### Records for the task:
** Begin **
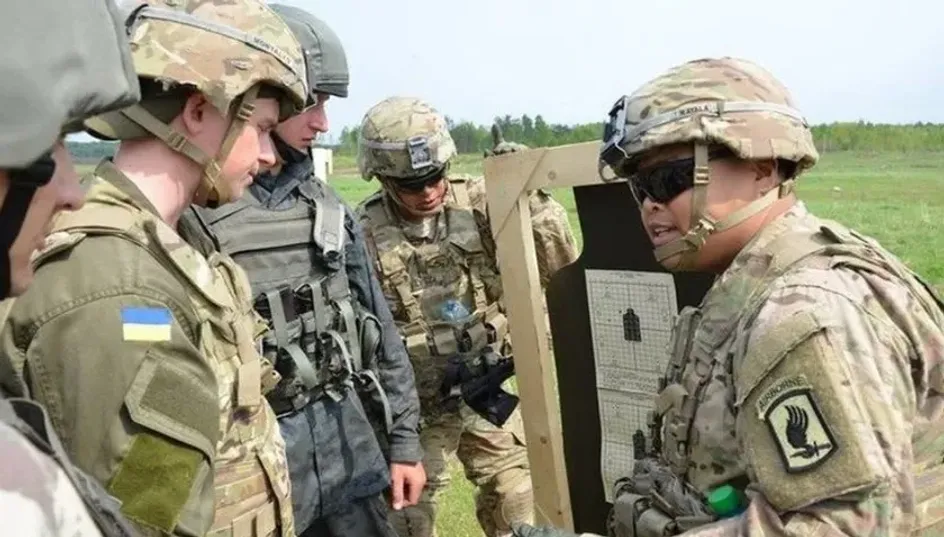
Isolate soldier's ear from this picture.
[177,91,219,137]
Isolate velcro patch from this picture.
[757,375,839,473]
[737,332,886,511]
[108,433,205,533]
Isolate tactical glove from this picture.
[484,123,530,158]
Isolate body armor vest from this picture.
[0,395,138,537]
[47,180,295,537]
[185,179,392,431]
[636,216,944,537]
[363,179,511,395]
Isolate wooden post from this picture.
[485,142,624,531]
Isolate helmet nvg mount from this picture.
[86,0,308,207]
[599,57,819,270]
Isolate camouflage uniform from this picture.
[520,58,944,537]
[180,4,422,537]
[0,0,307,537]
[0,0,140,537]
[357,98,576,537]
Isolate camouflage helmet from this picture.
[601,57,819,178]
[86,0,308,206]
[357,97,456,181]
[270,4,351,100]
[599,57,819,270]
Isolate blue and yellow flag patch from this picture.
[121,306,171,341]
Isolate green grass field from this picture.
[77,152,944,537]
[330,152,944,291]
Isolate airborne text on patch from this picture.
[764,388,839,473]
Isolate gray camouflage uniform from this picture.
[180,4,422,537]
[0,0,140,537]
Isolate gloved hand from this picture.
[484,123,530,158]
[511,524,589,537]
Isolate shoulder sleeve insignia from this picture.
[763,387,839,473]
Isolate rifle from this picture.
[440,347,519,427]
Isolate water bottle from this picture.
[708,485,747,519]
[439,298,471,322]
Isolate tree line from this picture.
[68,114,944,163]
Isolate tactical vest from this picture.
[363,179,511,388]
[39,180,295,537]
[640,216,944,536]
[185,180,392,432]
[0,395,138,537]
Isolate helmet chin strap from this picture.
[653,143,795,272]
[121,86,259,208]
[377,177,449,218]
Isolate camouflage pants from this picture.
[300,495,397,537]
[390,398,534,537]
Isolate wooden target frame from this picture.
[484,142,712,535]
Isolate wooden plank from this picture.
[485,142,625,236]
[486,187,573,530]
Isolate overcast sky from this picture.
[70,0,944,142]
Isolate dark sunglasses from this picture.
[391,169,445,194]
[627,148,734,205]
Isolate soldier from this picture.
[517,58,944,537]
[357,97,576,537]
[181,4,425,537]
[0,0,308,537]
[0,0,140,537]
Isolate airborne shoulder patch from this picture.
[763,386,839,474]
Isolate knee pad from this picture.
[475,468,534,537]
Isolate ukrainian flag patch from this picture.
[121,307,171,341]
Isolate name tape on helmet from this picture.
[623,101,808,143]
[134,6,302,80]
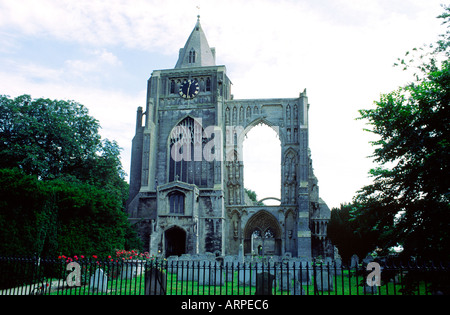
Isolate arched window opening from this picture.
[243,124,281,206]
[189,49,195,63]
[169,192,185,214]
[168,117,214,187]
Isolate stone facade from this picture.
[127,16,333,258]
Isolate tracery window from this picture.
[169,191,185,214]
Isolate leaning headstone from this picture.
[235,263,256,286]
[145,268,167,295]
[199,260,224,286]
[255,272,275,295]
[350,255,359,268]
[316,267,334,292]
[121,260,144,279]
[89,269,108,293]
[277,269,294,291]
[238,244,244,263]
[290,281,305,295]
[333,258,342,276]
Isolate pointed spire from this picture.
[175,15,216,69]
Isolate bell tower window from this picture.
[189,49,196,63]
[169,191,184,214]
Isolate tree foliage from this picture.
[0,95,137,255]
[354,7,450,259]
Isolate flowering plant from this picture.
[116,249,153,260]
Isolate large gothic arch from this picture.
[244,210,283,255]
[127,16,329,257]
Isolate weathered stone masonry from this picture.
[127,16,333,258]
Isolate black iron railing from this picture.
[0,257,450,295]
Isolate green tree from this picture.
[328,203,379,263]
[0,95,135,255]
[354,7,450,259]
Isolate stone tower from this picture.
[127,19,332,258]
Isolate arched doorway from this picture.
[164,226,186,258]
[240,120,281,206]
[244,210,282,255]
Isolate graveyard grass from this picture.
[51,270,427,295]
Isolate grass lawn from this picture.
[51,270,427,295]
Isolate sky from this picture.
[0,0,444,208]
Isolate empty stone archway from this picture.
[244,210,282,255]
[164,226,186,257]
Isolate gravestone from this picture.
[121,260,145,279]
[89,269,108,293]
[350,255,359,268]
[145,268,167,295]
[199,260,224,286]
[316,267,334,292]
[255,272,275,295]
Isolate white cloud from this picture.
[0,0,443,210]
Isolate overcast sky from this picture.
[0,0,444,208]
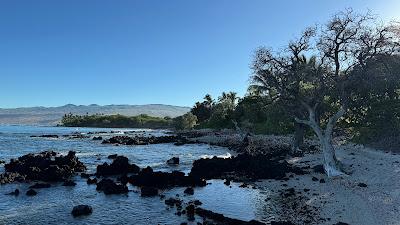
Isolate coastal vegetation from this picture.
[61,113,172,129]
[61,112,197,130]
[192,10,400,176]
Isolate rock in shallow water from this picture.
[26,189,37,196]
[189,154,305,180]
[140,186,158,197]
[0,151,86,183]
[62,180,76,187]
[29,183,51,189]
[71,205,93,217]
[167,157,179,165]
[96,179,128,195]
[183,187,194,195]
[96,156,140,176]
[129,167,206,188]
[8,189,19,196]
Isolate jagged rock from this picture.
[96,156,140,176]
[96,179,128,195]
[71,205,93,217]
[271,221,295,225]
[129,167,206,188]
[167,157,179,165]
[0,151,86,181]
[165,198,182,207]
[107,154,118,159]
[140,186,158,197]
[29,183,51,189]
[86,177,97,185]
[31,134,59,138]
[189,154,304,180]
[26,189,37,196]
[183,187,194,195]
[8,189,19,196]
[62,180,76,187]
[312,164,325,174]
[0,172,25,184]
[102,136,189,145]
[358,183,368,187]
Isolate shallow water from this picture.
[0,126,274,224]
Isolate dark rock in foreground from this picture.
[140,186,158,197]
[183,187,194,195]
[0,151,86,183]
[26,189,37,196]
[96,156,140,176]
[271,221,295,225]
[358,183,368,187]
[102,136,189,145]
[167,157,179,165]
[129,167,206,188]
[7,189,19,196]
[62,180,76,187]
[71,205,93,217]
[0,173,25,184]
[194,205,265,225]
[190,154,304,180]
[29,183,51,189]
[96,179,128,195]
[31,134,59,138]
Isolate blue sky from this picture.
[0,0,400,108]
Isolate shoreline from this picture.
[180,131,400,225]
[1,127,400,225]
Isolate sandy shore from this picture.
[188,134,400,225]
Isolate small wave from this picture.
[200,152,232,159]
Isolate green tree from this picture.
[252,10,399,176]
[173,112,197,130]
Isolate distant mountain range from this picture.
[0,104,190,125]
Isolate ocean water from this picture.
[0,126,275,225]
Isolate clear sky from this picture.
[0,0,400,108]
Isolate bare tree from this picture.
[252,9,399,176]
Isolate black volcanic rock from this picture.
[140,186,158,197]
[62,180,76,187]
[96,179,128,195]
[0,151,86,183]
[26,189,37,196]
[71,205,93,217]
[29,183,51,189]
[189,154,305,180]
[8,189,19,196]
[102,136,190,145]
[129,167,206,188]
[167,157,179,165]
[96,156,140,176]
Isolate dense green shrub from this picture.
[61,113,172,129]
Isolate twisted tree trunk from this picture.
[296,104,345,177]
[291,122,305,154]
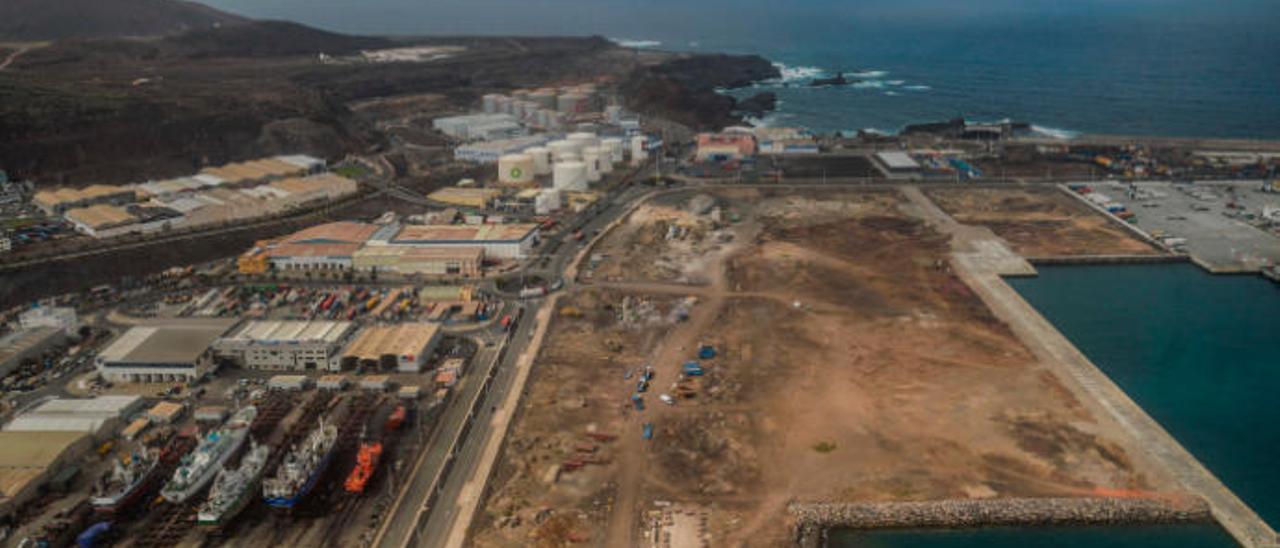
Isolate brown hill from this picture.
[0,0,248,41]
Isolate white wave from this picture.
[609,38,662,50]
[1032,124,1080,140]
[845,69,888,78]
[768,63,827,83]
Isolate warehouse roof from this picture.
[343,323,440,360]
[876,151,920,169]
[269,243,360,257]
[355,246,484,261]
[393,224,538,243]
[99,319,236,364]
[228,321,352,343]
[282,222,378,243]
[0,431,86,498]
[65,204,137,229]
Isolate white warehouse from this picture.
[214,321,352,371]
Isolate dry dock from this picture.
[904,187,1277,547]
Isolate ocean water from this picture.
[831,524,1238,548]
[206,0,1280,138]
[1010,265,1280,528]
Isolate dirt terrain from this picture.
[586,195,737,284]
[925,187,1160,257]
[475,185,1169,545]
[472,291,675,547]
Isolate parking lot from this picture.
[1092,181,1280,273]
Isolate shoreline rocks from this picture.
[787,498,1212,548]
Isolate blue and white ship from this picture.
[262,421,338,508]
[160,406,257,504]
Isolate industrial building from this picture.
[876,151,920,175]
[18,306,79,335]
[352,246,484,277]
[342,323,440,373]
[212,316,353,371]
[453,136,547,164]
[237,222,378,274]
[32,184,138,215]
[63,204,184,238]
[431,113,525,141]
[696,131,755,161]
[0,326,67,376]
[426,187,502,209]
[389,224,538,259]
[0,431,93,520]
[96,319,236,383]
[4,396,145,435]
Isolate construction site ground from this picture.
[924,187,1160,257]
[471,185,1174,547]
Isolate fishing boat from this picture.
[90,452,160,513]
[262,420,338,508]
[160,406,257,504]
[196,442,271,528]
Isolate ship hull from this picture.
[160,431,248,504]
[90,462,159,515]
[264,443,337,510]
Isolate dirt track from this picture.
[474,186,1170,545]
[924,187,1160,257]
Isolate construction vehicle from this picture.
[681,361,707,376]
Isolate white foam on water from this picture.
[845,69,888,78]
[1032,124,1080,140]
[609,38,662,50]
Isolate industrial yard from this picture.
[472,189,1174,545]
[925,187,1161,257]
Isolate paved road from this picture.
[376,177,650,548]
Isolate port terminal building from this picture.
[214,321,355,371]
[96,319,236,383]
[342,323,440,373]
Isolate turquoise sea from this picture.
[831,525,1236,548]
[833,264,1280,548]
[205,0,1280,138]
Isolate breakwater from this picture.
[787,498,1212,548]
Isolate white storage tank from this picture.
[631,136,649,165]
[547,140,579,161]
[494,95,512,114]
[534,188,561,215]
[593,145,613,174]
[498,154,534,184]
[529,90,556,110]
[525,146,552,175]
[552,161,586,191]
[556,92,589,113]
[564,132,600,154]
[582,146,600,183]
[481,93,506,114]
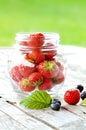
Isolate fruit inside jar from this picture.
[9,32,65,96]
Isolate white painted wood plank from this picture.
[0,99,53,130]
[0,111,30,130]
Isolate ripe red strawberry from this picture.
[29,51,45,64]
[64,89,80,105]
[38,79,52,90]
[37,61,59,78]
[52,71,65,84]
[19,78,35,92]
[9,66,23,82]
[28,33,44,48]
[29,72,43,87]
[43,43,57,60]
[19,62,35,78]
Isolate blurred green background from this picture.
[0,0,86,47]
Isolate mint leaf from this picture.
[80,98,86,105]
[20,90,51,109]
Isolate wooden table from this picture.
[0,46,86,130]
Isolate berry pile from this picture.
[9,33,65,92]
[64,84,86,105]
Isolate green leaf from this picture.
[20,90,51,109]
[80,98,86,105]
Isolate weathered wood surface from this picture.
[0,46,86,130]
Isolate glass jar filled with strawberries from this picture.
[9,32,65,94]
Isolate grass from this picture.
[0,0,86,47]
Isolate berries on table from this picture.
[81,91,86,100]
[28,33,45,48]
[38,79,53,90]
[50,99,61,111]
[51,98,61,106]
[76,84,84,92]
[64,89,80,105]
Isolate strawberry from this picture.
[19,78,35,92]
[19,62,35,78]
[55,61,64,71]
[29,51,45,64]
[64,89,80,105]
[38,79,52,90]
[37,60,59,78]
[28,33,44,48]
[9,66,23,82]
[43,43,57,60]
[45,50,57,60]
[52,71,65,84]
[29,72,43,87]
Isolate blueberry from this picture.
[50,102,61,111]
[76,84,84,93]
[81,91,86,100]
[51,98,61,106]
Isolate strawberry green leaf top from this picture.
[20,90,51,109]
[37,60,59,78]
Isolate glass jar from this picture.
[9,32,65,96]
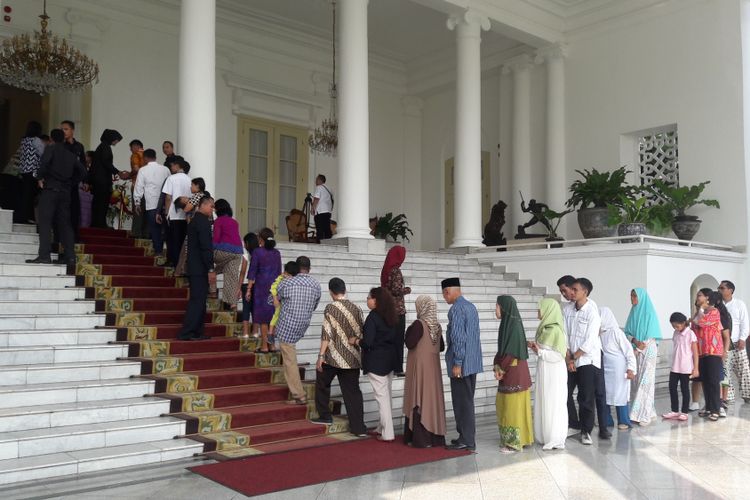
** End **
### Direction:
Reproduce the listing from its first line up to and including the line containing "[357,98,576,537]", leaving out the pictures.

### Solution for this task:
Isolate soldier's ear from this picture.
[177,91,219,137]
Isolate velcro patch from this picture.
[757,375,839,473]
[737,332,886,511]
[108,433,205,533]
Isolate tactical glove from this picture.
[484,123,530,158]
Isolate body armor vest from this picture.
[0,395,138,537]
[47,180,295,537]
[185,179,392,431]
[636,216,944,537]
[363,179,511,395]
Isolate wooden post from this picture.
[485,142,624,531]
Isolate helmet nvg mount from this picture.
[86,0,308,207]
[599,57,819,270]
Isolate camouflage uniform from this picture.
[520,58,944,537]
[180,4,422,537]
[0,0,307,537]
[0,0,140,537]
[357,98,576,537]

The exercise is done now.